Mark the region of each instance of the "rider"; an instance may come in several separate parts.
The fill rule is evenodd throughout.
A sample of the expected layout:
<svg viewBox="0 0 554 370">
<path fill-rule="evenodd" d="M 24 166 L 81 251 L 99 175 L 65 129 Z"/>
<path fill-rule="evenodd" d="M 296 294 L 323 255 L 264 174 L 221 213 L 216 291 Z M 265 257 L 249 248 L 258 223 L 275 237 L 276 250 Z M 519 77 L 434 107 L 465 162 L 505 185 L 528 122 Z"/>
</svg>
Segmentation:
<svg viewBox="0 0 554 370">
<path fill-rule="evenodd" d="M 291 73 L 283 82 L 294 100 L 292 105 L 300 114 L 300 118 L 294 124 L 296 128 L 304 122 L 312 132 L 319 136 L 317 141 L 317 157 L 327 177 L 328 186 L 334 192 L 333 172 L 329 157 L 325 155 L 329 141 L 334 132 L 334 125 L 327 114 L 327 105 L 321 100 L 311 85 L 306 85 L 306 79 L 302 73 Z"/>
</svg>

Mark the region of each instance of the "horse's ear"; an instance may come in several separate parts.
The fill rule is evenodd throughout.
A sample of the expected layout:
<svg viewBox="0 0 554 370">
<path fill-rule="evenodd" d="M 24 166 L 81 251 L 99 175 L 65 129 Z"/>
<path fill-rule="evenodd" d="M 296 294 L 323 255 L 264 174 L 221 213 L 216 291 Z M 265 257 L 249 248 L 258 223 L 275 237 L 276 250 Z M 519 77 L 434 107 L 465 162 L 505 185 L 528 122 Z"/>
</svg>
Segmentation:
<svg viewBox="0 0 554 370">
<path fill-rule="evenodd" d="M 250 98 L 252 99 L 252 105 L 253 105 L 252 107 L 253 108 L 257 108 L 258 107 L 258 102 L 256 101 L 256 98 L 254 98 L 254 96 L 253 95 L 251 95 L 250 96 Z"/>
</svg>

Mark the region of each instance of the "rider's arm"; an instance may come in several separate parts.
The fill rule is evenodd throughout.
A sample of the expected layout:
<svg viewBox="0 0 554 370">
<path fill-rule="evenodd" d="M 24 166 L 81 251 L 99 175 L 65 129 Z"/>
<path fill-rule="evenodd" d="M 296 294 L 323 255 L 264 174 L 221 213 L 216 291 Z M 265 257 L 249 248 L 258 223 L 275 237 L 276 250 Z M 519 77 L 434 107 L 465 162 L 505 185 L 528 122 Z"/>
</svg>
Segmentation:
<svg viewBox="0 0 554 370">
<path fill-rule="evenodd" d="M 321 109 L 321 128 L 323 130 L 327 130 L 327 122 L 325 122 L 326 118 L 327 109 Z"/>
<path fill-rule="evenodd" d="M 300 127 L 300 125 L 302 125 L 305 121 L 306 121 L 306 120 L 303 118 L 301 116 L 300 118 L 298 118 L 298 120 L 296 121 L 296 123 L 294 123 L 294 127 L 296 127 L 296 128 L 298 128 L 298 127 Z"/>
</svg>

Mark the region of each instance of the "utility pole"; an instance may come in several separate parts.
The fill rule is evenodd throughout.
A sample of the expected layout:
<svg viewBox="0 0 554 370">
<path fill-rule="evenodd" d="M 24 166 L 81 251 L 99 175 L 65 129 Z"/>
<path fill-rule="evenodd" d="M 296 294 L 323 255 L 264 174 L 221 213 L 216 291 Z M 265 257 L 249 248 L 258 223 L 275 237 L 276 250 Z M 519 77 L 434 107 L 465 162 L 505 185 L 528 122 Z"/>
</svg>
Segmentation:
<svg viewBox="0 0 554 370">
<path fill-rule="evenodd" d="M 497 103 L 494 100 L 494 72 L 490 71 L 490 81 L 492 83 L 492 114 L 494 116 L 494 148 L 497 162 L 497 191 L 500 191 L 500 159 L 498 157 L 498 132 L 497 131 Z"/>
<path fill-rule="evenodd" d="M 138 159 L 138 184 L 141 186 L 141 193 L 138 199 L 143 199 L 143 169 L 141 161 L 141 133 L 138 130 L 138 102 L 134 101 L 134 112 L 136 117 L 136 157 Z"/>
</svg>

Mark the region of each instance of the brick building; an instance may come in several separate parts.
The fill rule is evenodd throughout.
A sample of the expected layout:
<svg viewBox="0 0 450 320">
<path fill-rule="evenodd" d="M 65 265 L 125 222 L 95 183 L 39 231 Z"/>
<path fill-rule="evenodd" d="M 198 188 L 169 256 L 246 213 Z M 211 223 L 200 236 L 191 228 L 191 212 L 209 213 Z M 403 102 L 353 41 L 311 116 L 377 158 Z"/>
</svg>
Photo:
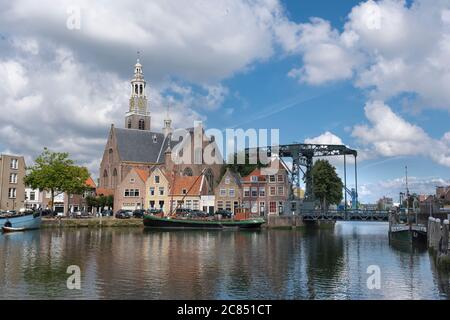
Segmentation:
<svg viewBox="0 0 450 320">
<path fill-rule="evenodd" d="M 0 155 L 0 210 L 25 208 L 25 160 L 22 156 Z"/>
<path fill-rule="evenodd" d="M 145 184 L 149 171 L 131 168 L 114 192 L 114 209 L 136 210 L 145 208 Z"/>
<path fill-rule="evenodd" d="M 109 130 L 99 170 L 99 192 L 104 195 L 116 194 L 116 188 L 133 168 L 144 170 L 149 174 L 155 167 L 184 176 L 196 176 L 206 169 L 206 186 L 209 192 L 213 192 L 218 183 L 222 165 L 204 164 L 202 151 L 208 145 L 215 145 L 215 142 L 205 135 L 201 123 L 197 123 L 193 128 L 173 130 L 169 115 L 164 120 L 161 132 L 152 131 L 146 85 L 142 65 L 138 60 L 131 80 L 125 128 L 111 125 Z M 178 136 L 180 139 L 175 138 Z M 177 144 L 180 141 L 189 153 L 182 155 L 182 152 L 178 152 Z M 177 154 L 174 152 L 173 155 L 183 157 L 184 163 L 174 164 L 172 159 L 174 148 Z M 221 160 L 218 148 L 215 150 L 216 158 Z M 119 208 L 114 207 L 114 209 Z"/>
<path fill-rule="evenodd" d="M 242 205 L 241 175 L 227 169 L 215 190 L 215 209 L 235 213 Z"/>
</svg>

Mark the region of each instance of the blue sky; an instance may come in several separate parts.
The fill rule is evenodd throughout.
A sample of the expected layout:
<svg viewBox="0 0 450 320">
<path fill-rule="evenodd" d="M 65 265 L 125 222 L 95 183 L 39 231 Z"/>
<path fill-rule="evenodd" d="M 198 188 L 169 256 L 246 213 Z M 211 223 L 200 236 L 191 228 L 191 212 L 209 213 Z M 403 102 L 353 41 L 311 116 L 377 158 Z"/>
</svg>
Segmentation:
<svg viewBox="0 0 450 320">
<path fill-rule="evenodd" d="M 446 1 L 0 3 L 2 152 L 68 151 L 95 176 L 140 50 L 157 130 L 170 104 L 175 126 L 342 142 L 363 201 L 397 198 L 405 165 L 412 191 L 450 184 Z"/>
</svg>

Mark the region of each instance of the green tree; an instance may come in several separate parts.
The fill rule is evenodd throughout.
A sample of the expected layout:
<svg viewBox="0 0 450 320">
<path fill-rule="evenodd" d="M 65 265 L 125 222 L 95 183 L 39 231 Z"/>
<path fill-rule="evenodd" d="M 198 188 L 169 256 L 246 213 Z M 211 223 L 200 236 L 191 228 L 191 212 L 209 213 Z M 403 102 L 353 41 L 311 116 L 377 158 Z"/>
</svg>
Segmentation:
<svg viewBox="0 0 450 320">
<path fill-rule="evenodd" d="M 334 166 L 327 160 L 317 160 L 313 165 L 311 174 L 313 193 L 319 199 L 322 209 L 327 210 L 330 204 L 341 203 L 344 185 Z"/>
<path fill-rule="evenodd" d="M 245 163 L 238 163 L 241 158 L 245 159 Z M 257 163 L 251 164 L 250 155 L 248 153 L 244 153 L 244 151 L 240 151 L 230 156 L 226 167 L 230 168 L 233 172 L 239 173 L 241 177 L 245 177 L 248 176 L 256 168 L 267 167 L 267 165 L 259 161 L 259 156 Z M 221 173 L 222 176 L 223 174 L 225 174 L 225 171 L 226 170 L 223 170 L 223 172 Z"/>
<path fill-rule="evenodd" d="M 114 206 L 114 196 L 113 195 L 106 196 L 105 205 L 108 207 L 108 209 L 111 209 Z"/>
<path fill-rule="evenodd" d="M 52 152 L 44 148 L 34 163 L 34 166 L 27 168 L 24 183 L 33 189 L 50 191 L 52 210 L 58 194 L 81 194 L 88 188 L 88 170 L 76 166 L 68 153 Z"/>
</svg>

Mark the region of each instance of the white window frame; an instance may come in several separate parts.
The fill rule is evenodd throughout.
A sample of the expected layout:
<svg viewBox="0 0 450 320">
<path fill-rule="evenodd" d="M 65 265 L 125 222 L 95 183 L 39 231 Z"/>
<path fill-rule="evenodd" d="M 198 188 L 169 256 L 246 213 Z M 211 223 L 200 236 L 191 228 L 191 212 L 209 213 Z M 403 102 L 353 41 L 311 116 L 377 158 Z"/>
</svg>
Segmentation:
<svg viewBox="0 0 450 320">
<path fill-rule="evenodd" d="M 8 190 L 8 198 L 9 199 L 16 199 L 17 197 L 17 189 L 16 188 L 9 188 Z"/>
</svg>

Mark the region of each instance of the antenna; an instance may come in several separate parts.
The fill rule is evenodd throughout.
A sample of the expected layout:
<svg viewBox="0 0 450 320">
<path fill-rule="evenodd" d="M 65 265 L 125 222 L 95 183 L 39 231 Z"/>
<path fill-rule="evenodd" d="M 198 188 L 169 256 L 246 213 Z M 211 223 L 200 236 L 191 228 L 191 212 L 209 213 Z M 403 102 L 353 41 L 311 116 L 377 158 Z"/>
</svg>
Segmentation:
<svg viewBox="0 0 450 320">
<path fill-rule="evenodd" d="M 408 166 L 405 166 L 405 172 L 406 172 L 406 196 L 409 196 L 409 189 L 408 189 Z"/>
</svg>

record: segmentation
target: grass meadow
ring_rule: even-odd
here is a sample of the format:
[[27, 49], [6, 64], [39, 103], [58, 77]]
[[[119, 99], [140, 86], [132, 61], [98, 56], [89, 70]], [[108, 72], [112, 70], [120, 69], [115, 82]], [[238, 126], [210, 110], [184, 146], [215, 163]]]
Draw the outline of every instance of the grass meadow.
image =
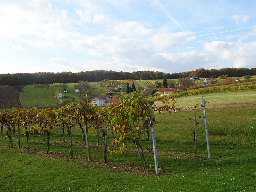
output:
[[[241, 93], [240, 97], [243, 93], [253, 92], [230, 93]], [[222, 93], [217, 94], [231, 98], [230, 95]], [[208, 94], [205, 99], [210, 103], [217, 103], [217, 97]], [[189, 98], [190, 102], [187, 101]], [[201, 101], [202, 97], [195, 96], [181, 98], [177, 104], [184, 102], [180, 105], [192, 105]], [[194, 157], [195, 112], [199, 123], [198, 157]], [[140, 141], [149, 167], [144, 174], [133, 145], [127, 147], [124, 157], [111, 155], [109, 151], [109, 165], [104, 165], [103, 140], [101, 139], [100, 146], [97, 147], [96, 133], [91, 130], [89, 135], [91, 162], [87, 160], [86, 147], [78, 127], [72, 128], [74, 156], [72, 159], [68, 157], [69, 142], [66, 140], [63, 143], [58, 130], [51, 132], [49, 155], [45, 154], [46, 142], [40, 135], [36, 136], [35, 141], [30, 136], [30, 152], [28, 153], [25, 136], [22, 137], [21, 149], [19, 150], [17, 139], [13, 139], [13, 147], [7, 147], [8, 141], [5, 134], [3, 140], [0, 138], [0, 191], [256, 191], [256, 109], [208, 110], [207, 115], [211, 159], [208, 157], [203, 118], [198, 117], [203, 116], [202, 110], [179, 111], [171, 115], [155, 114], [161, 169], [158, 175], [155, 173], [153, 154], [147, 150], [149, 144], [145, 136]], [[108, 136], [111, 137], [111, 132]], [[109, 146], [109, 150], [113, 149]]]
[[[49, 88], [36, 87], [33, 85], [26, 85], [22, 90], [19, 96], [19, 99], [23, 107], [58, 107], [58, 103], [54, 99], [54, 95], [56, 90], [61, 91], [64, 94], [64, 97], [62, 101], [69, 100], [72, 97], [75, 100], [78, 100], [77, 95], [74, 93], [75, 85], [78, 83], [67, 83], [66, 89], [67, 93], [63, 93], [63, 89], [60, 87], [54, 87], [49, 85]], [[54, 107], [55, 106], [55, 107]]]
[[[254, 103], [256, 101], [256, 90], [226, 91], [208, 94], [198, 94], [188, 97], [178, 97], [175, 106], [192, 106], [195, 104], [202, 103], [202, 96], [209, 105]], [[155, 102], [157, 106], [161, 106], [163, 103]]]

→ Task description: Copy out word for word the lines of the records above, starting with the line that contains "Mark the region of each instance of the green" and going on through the line that contains "334 166 L 327", both of those lines included.

→ Solution:
Mark the region of each instance of the green tree; an instance may come in several separate parts.
The fill rule is evenodd throughout.
A sample of the expected layout:
<svg viewBox="0 0 450 320">
<path fill-rule="evenodd" d="M 65 265 L 125 222 L 95 183 L 39 231 Z"/>
<path fill-rule="evenodd" d="M 198 188 L 169 256 L 246 213 Z M 211 223 L 200 236 L 191 228 L 191 212 L 209 213 Z M 403 102 L 353 41 L 311 116 L 377 158 Z"/>
</svg>
Segmentation:
<svg viewBox="0 0 450 320">
<path fill-rule="evenodd" d="M 334 166 L 327 160 L 317 160 L 313 165 L 311 174 L 313 193 L 319 199 L 322 209 L 327 210 L 330 204 L 341 203 L 344 185 Z"/>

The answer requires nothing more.